- Traditional Chinese: 周書
- Simplified Chinese: 周书

Standard Mandarin
- Hanyu Pinyin: Zhōu Shū

Southern Min
- Hokkien POJ: Chiu-su
- Tâi-lô: Tsiu-su

= Book of Zhou =

Official history about the Northern Zhou dynasty

The Book of Zhou (Zhōu Shū) records the official history of the Xianbei-led Western Wei and Northern Zhou dynasties of China, and ranks among the official Twenty-Four Histories of imperial China. Compiled by the Tang dynasty historian Linghu Defen, the work was completed in 636 CE and consists of 50 chapters, some of which have been lost and replaced from other sources.

The book was criticised by Liu Zhiji for its attempt to glorify the ancestors of Tang dynasty officials of the time.

==Sources==
Compilation began with Liu Qiu 柳虯 (502-555) in the Western Wei, who was vice-director of the Palace Library. Liu Qiu was assigned to compile the imperial diary in 550. Liu Qiu was succeeded by Niu Hong 牛弘 (545-610) who also worked on the imperial diary and later became Director of the Palace Library. Niu Hong compiled an incomplete history of the Western Wei and Northern Zhou. In 629, Emperor Taizong of Tang appointed a team headed by Linghu Defen to work on compiling the Book of Zhou. The other team members were Cen Weben and Cui Renshi.

==Translations==
Two partial translations have been published. Dien provides a translation of volume 11 on the biography of Yuwen Hu.
Miller provides a partial translation of volume 50 on accounts of Western nations.

▶ [Data lines]:
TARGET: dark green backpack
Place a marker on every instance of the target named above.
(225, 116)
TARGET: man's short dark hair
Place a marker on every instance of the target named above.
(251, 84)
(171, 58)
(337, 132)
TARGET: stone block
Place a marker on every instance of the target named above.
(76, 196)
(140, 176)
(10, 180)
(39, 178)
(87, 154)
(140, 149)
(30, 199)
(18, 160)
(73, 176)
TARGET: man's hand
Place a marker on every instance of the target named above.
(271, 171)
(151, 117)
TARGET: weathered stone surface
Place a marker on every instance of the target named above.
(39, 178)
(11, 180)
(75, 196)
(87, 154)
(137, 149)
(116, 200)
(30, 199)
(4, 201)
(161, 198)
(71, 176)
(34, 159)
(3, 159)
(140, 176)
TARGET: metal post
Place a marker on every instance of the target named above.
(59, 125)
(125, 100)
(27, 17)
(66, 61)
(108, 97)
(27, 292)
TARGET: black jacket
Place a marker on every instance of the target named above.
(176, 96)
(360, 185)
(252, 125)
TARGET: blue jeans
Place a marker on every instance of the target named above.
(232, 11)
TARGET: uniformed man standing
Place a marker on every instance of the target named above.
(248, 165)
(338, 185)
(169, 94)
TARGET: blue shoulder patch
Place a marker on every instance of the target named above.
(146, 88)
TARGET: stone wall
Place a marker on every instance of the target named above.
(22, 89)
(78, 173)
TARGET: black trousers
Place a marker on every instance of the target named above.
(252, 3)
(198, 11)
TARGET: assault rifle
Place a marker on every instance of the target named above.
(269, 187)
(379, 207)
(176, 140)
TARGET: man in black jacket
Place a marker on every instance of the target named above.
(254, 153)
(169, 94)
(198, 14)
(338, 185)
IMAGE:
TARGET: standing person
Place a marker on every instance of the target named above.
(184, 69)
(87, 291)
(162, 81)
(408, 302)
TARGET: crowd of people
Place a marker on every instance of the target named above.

▶ [Problem requirements]:
In the passage on the Book of Zhou, switch "Palace Library" to "Imperial Library" and write out everything from "The book was" down to "of Western nations." with that change made.

▶ [Complete answer]:
The book was criticised by Liu Zhiji for its attempt to glorify the ancestors of Tang dynasty officials of the time.

==Sources==
Compilation began with Liu Qiu 柳虯 (502-555) in the Western Wei, who was vice-director of the Imperial Library. Liu Qiu was assigned to compile the imperial diary in 550. Liu Qiu was succeeded by Niu Hong 牛弘 (545-610) who also worked on the imperial diary and later became Director of the Imperial Library. Niu Hong compiled an incomplete history of the Western Wei and Northern Zhou. In 629, Emperor Taizong of Tang appointed a team headed by Linghu Defen to work on compiling the Book of Zhou. The other team members were Cen Weben and Cui Renshi.

==Translations==
Two partial translations have been published. Dien provides a translation of volume 11 on the biography of Yuwen Hu.
Miller provides a partial translation of volume 50 on accounts of Western nations.